Data supplied:
━━━
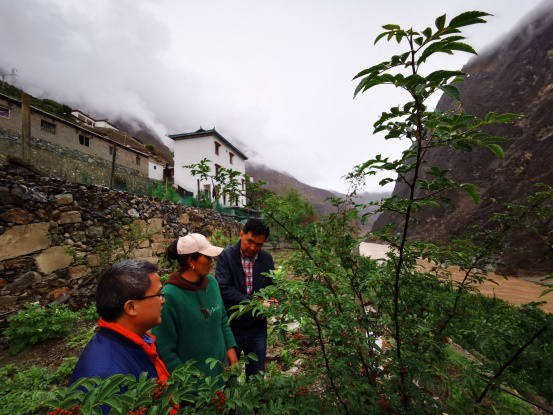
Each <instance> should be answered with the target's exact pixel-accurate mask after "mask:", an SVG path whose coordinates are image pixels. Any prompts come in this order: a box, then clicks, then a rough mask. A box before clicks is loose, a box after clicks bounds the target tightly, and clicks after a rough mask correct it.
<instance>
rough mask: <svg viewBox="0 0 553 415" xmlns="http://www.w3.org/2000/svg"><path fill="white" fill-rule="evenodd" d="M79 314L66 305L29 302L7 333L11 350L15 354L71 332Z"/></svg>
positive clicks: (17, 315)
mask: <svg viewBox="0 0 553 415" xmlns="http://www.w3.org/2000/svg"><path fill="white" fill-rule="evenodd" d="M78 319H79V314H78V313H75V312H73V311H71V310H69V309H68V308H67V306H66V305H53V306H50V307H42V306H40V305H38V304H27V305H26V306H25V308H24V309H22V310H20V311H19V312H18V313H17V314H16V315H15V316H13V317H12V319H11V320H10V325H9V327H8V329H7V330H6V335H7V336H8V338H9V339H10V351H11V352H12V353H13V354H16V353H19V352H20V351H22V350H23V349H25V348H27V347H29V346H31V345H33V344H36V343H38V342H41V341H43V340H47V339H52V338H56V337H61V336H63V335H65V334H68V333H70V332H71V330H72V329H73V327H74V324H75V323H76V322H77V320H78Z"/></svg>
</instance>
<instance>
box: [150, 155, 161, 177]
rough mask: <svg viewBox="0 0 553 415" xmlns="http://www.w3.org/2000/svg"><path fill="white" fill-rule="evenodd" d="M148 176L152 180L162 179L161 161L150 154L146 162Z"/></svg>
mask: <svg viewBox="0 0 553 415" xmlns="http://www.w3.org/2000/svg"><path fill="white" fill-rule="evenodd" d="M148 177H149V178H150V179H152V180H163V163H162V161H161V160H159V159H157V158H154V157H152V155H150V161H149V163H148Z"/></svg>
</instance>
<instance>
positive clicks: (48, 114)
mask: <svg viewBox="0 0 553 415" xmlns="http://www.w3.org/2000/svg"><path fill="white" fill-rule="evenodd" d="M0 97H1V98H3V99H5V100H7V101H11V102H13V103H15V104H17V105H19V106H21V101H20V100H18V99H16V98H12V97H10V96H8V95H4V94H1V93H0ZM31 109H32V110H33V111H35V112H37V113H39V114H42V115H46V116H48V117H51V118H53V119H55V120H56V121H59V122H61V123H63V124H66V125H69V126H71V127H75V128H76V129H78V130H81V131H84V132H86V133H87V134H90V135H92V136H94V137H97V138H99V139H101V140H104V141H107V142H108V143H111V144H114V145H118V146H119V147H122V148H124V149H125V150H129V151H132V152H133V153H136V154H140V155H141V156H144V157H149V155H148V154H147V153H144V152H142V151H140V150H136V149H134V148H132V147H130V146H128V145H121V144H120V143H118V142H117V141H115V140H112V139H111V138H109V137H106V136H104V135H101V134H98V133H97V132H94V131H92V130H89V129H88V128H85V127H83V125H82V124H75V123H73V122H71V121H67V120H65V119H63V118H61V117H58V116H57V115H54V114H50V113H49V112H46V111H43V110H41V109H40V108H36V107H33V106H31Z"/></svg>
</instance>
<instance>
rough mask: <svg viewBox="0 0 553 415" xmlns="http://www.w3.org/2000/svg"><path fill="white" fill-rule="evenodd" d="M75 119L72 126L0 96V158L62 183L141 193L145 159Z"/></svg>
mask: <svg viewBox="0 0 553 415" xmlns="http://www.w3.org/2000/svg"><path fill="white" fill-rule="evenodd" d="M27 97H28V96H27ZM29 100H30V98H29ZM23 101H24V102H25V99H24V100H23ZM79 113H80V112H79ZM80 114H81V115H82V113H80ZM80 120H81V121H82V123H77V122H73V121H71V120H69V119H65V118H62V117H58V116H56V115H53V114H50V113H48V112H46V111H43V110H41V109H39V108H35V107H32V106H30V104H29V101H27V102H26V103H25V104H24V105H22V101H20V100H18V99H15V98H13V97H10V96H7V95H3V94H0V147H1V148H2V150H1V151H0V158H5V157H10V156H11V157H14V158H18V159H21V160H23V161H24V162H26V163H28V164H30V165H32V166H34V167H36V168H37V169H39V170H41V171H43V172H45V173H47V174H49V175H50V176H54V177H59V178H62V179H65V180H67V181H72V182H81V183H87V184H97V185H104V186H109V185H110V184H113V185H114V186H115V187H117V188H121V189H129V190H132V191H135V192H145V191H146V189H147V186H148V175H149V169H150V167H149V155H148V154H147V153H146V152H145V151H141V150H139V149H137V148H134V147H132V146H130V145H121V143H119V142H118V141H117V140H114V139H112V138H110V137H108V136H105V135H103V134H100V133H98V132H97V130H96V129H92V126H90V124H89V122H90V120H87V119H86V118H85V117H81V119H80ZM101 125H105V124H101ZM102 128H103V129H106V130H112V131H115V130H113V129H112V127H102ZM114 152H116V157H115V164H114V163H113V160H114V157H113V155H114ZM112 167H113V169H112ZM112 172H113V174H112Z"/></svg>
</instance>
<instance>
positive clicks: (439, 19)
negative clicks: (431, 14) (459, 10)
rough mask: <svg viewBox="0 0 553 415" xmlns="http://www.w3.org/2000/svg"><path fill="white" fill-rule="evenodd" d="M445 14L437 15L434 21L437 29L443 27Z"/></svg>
━━━
What you have to do:
Rewrite all of the lines above, replacing every occurrence of "rough mask" with "coarse mask" and leaving everything else unchanged. Omit the pictures.

Expected answer:
Each <instance> should be answered with the target's exact pixel-accurate mask after "mask:", an SVG path whose coordinates are image pixels. Any prompts come in this order: a box, then clicks, then a coarse mask. A box before clicks is loose, a box after clicks bounds the target tightly, and clicks after a coarse mask correct it.
<instance>
coarse mask: <svg viewBox="0 0 553 415" xmlns="http://www.w3.org/2000/svg"><path fill="white" fill-rule="evenodd" d="M79 314L66 305L29 302L7 333L11 350L15 354L71 332Z"/></svg>
positive clicks: (17, 315)
mask: <svg viewBox="0 0 553 415" xmlns="http://www.w3.org/2000/svg"><path fill="white" fill-rule="evenodd" d="M78 319H79V314H78V313H75V312H73V311H71V310H69V309H68V308H67V306H66V305H53V306H50V307H42V306H40V305H38V304H27V305H26V306H25V308H24V309H22V310H20V311H19V312H18V313H17V314H16V315H15V316H13V317H12V319H11V320H10V325H9V327H8V329H7V330H6V335H7V336H8V338H9V339H10V351H11V352H12V353H13V354H16V353H19V352H20V351H22V350H23V349H25V348H27V347H29V346H31V345H33V344H36V343H38V342H41V341H43V340H47V339H52V338H56V337H61V336H63V335H65V334H68V333H70V332H71V330H72V329H73V327H74V324H75V323H76V322H77V320H78Z"/></svg>
</instance>
<instance>
box: [150, 155, 161, 177]
coarse mask: <svg viewBox="0 0 553 415" xmlns="http://www.w3.org/2000/svg"><path fill="white" fill-rule="evenodd" d="M148 176L152 180L162 179L161 161L150 154L146 162Z"/></svg>
mask: <svg viewBox="0 0 553 415" xmlns="http://www.w3.org/2000/svg"><path fill="white" fill-rule="evenodd" d="M148 177H149V178H150V179H152V180H163V163H162V161H161V160H159V159H157V158H154V157H152V155H150V161H149V163H148Z"/></svg>
</instance>
<instance>
positive clicks: (48, 114)
mask: <svg viewBox="0 0 553 415" xmlns="http://www.w3.org/2000/svg"><path fill="white" fill-rule="evenodd" d="M0 97H1V98H3V99H5V100H7V101H11V102H13V103H15V104H17V105H19V106H21V101H20V100H18V99H16V98H12V97H10V96H8V95H4V94H1V93H0ZM31 109H32V110H33V111H35V112H37V113H39V114H42V115H46V116H48V117H51V118H53V119H55V120H56V121H59V122H61V123H63V124H66V125H69V126H71V127H75V128H76V129H78V130H81V131H84V132H86V133H87V134H90V135H92V136H94V137H97V138H99V139H101V140H104V141H107V142H108V143H111V144H114V145H118V146H119V147H122V148H124V149H125V150H129V151H132V152H133V153H136V154H140V155H141V156H144V157H149V155H148V154H147V153H144V152H142V151H140V150H136V149H134V148H132V147H130V146H128V145H121V144H120V143H118V142H117V141H115V140H112V139H111V138H109V137H106V136H104V135H101V134H98V133H97V132H94V131H92V130H89V129H88V128H85V127H83V125H82V124H75V123H73V122H71V121H67V120H65V119H63V118H61V117H58V116H57V115H54V114H50V113H49V112H46V111H43V110H41V109H40V108H36V107H33V106H31Z"/></svg>
</instance>
<instance>
coarse mask: <svg viewBox="0 0 553 415" xmlns="http://www.w3.org/2000/svg"><path fill="white" fill-rule="evenodd" d="M75 119L72 126L0 96V158L62 183L141 193L145 159Z"/></svg>
mask: <svg viewBox="0 0 553 415" xmlns="http://www.w3.org/2000/svg"><path fill="white" fill-rule="evenodd" d="M27 97H28V96H27ZM29 100H30V98H29ZM23 101H24V102H25V99H24V100H23ZM79 113H80V112H79ZM80 114H81V115H82V113H80ZM80 120H81V121H82V123H77V122H73V121H71V120H69V119H65V118H62V117H58V116H56V115H53V114H50V113H48V112H46V111H43V110H41V109H39V108H35V107H32V106H30V104H29V101H27V102H26V103H25V104H24V105H22V101H20V100H18V99H15V98H13V97H10V96H7V95H3V94H0V147H1V148H2V150H1V151H0V158H5V157H10V156H11V157H14V158H18V159H21V160H23V161H24V162H26V163H28V164H30V165H32V166H34V167H36V168H37V169H39V170H41V171H43V172H45V173H47V174H49V175H50V176H54V177H59V178H62V179H65V180H67V181H72V182H81V183H87V184H97V185H104V186H109V185H110V184H113V185H114V186H115V187H117V188H121V189H129V190H132V191H135V192H145V191H146V189H147V186H148V175H149V169H150V167H149V155H148V154H147V153H146V152H145V151H141V150H139V149H137V148H134V147H132V146H130V145H121V143H119V142H118V141H117V140H114V139H112V138H110V137H108V136H105V135H103V134H100V133H98V132H97V130H96V129H92V126H90V124H89V122H90V120H87V119H86V118H85V117H81V119H80ZM101 125H105V124H101ZM102 128H103V129H106V130H112V131H115V130H113V129H112V127H102ZM114 152H116V157H115V164H114V163H113V160H114V157H113V155H114ZM112 167H113V169H112ZM112 172H113V174H112Z"/></svg>
</instance>
<instance>
positive clicks: (439, 19)
negative clicks: (431, 14) (459, 10)
coarse mask: <svg viewBox="0 0 553 415" xmlns="http://www.w3.org/2000/svg"><path fill="white" fill-rule="evenodd" d="M445 14L437 15L434 21L437 29L443 27Z"/></svg>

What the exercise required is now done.